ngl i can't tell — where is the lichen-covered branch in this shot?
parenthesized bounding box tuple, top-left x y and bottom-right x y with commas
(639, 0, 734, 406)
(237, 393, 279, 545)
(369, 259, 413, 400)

◆ PROBLEM STATEMENT:
Your task is an exact transcription of every line above.

◆ COMPLETED EXERCISE:
ngl i can't tell — where is the lichen-covered branch in this shot?
parenthesized bounding box tuple, top-left x y and bottom-right x y with commas
(639, 0, 734, 406)
(237, 393, 279, 545)
(369, 259, 413, 400)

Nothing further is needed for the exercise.